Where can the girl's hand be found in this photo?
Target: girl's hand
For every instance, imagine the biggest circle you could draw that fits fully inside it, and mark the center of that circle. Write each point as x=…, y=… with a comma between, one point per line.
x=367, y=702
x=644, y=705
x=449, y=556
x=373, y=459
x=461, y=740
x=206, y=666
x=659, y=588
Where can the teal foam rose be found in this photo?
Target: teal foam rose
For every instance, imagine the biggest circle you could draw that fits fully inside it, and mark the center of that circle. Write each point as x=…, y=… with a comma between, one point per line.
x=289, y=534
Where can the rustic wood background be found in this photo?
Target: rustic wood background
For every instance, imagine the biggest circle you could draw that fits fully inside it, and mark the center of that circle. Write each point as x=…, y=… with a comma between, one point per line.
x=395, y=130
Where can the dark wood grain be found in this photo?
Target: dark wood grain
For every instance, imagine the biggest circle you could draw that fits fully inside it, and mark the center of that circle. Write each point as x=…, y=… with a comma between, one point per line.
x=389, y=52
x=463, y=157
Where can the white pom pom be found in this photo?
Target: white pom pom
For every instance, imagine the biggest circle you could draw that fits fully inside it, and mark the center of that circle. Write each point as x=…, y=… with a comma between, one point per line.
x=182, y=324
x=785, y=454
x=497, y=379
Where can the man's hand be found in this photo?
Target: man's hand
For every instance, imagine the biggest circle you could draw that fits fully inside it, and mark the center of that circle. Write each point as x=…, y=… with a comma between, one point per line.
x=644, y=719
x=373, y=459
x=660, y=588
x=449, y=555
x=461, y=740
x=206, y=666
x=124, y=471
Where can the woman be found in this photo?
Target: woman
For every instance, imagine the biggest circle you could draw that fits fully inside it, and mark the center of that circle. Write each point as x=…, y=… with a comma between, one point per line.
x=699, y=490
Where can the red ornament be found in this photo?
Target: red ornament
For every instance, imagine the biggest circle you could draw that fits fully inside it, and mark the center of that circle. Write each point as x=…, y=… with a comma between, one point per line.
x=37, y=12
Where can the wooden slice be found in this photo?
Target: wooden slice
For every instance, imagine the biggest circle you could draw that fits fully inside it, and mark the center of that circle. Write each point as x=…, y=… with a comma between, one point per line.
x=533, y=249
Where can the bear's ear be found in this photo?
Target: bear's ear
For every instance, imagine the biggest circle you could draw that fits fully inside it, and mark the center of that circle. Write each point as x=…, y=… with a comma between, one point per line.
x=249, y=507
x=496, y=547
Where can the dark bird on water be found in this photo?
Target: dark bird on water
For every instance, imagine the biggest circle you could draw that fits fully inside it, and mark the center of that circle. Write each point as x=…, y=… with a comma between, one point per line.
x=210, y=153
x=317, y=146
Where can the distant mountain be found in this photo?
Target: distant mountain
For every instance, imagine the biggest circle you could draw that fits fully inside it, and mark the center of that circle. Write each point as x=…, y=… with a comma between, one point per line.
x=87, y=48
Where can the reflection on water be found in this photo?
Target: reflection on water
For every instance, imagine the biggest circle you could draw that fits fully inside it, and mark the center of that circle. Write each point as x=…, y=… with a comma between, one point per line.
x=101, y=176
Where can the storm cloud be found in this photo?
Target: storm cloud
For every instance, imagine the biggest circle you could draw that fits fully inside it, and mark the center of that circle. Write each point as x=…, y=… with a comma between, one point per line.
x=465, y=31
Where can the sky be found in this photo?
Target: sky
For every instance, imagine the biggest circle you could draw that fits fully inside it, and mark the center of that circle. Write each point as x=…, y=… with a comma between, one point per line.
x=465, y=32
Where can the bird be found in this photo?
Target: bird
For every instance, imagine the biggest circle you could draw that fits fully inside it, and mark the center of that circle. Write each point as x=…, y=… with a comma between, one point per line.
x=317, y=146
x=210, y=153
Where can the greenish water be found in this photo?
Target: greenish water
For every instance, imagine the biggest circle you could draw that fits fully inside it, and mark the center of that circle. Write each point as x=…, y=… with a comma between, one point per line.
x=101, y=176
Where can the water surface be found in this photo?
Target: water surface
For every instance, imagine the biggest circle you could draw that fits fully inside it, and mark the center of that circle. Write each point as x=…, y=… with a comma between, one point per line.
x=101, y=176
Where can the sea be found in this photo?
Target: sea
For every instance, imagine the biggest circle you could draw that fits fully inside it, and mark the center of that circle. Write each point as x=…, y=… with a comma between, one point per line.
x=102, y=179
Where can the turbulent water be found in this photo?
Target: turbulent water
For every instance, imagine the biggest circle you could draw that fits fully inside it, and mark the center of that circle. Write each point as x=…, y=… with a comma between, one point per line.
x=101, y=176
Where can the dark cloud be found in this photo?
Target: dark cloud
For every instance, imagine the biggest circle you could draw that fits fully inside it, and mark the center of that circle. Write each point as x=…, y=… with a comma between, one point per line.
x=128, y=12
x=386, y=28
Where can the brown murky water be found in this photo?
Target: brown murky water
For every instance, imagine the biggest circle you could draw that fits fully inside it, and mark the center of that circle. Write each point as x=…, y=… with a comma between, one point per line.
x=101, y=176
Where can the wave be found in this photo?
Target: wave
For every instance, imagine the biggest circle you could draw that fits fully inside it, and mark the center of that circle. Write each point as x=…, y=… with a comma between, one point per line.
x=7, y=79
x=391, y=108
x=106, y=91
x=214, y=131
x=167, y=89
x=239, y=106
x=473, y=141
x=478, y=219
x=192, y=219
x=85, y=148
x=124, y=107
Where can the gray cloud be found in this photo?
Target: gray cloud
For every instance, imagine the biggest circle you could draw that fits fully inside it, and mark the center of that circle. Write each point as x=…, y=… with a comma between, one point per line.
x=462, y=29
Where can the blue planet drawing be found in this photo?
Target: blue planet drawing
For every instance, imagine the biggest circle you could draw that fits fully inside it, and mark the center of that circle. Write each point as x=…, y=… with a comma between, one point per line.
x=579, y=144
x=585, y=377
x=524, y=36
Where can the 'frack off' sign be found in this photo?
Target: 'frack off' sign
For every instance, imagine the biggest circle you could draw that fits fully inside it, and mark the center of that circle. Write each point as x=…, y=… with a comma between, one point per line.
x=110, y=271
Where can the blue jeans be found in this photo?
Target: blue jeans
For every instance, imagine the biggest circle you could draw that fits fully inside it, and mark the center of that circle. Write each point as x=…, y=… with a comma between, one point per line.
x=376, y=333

» **WHAT THE EXERCISE ASKS**
Give the exact lines, and only those, from the line containing "Target: water surface" through the line containing "Target: wave" in the entries above.

» **ANSWER FOR THE TASK**
Target: water surface
For every instance, imagine the biggest circle you could draw that fits fully inside it, and mark the center of that circle. Write each point as x=…, y=… with a comma between, one point per line.
x=101, y=176
Where can the sea be found in this photo?
Target: sea
For every instance, imagine the biggest circle you could draw that fits fully inside it, and mark the center of that circle. Write each point as x=…, y=… with a comma between, one point per line.
x=102, y=179
Where can the turbulent water be found in this photo?
Target: turbulent water
For every instance, imagine the biggest circle you could draw that fits fully inside it, and mark the center of that circle. Write each point as x=…, y=… with a comma between, one point per line.
x=101, y=176
Where can the dark cloud be found in this photo?
Target: dark cloud
For every instance, imagine the biggest circle you could draw that fits fully inside it, and mark the center of that circle. Write each point as x=…, y=… with a comma between, one point per line.
x=128, y=12
x=386, y=28
Where can the brown murky water be found in this photo?
Target: brown murky water
For every instance, imagine the biggest circle you could draw that fits fully inside it, and mark the center of that circle. Write each point as x=…, y=… with a comma between, one point per line.
x=101, y=176
Where can the wave be found in this photo?
Target: wave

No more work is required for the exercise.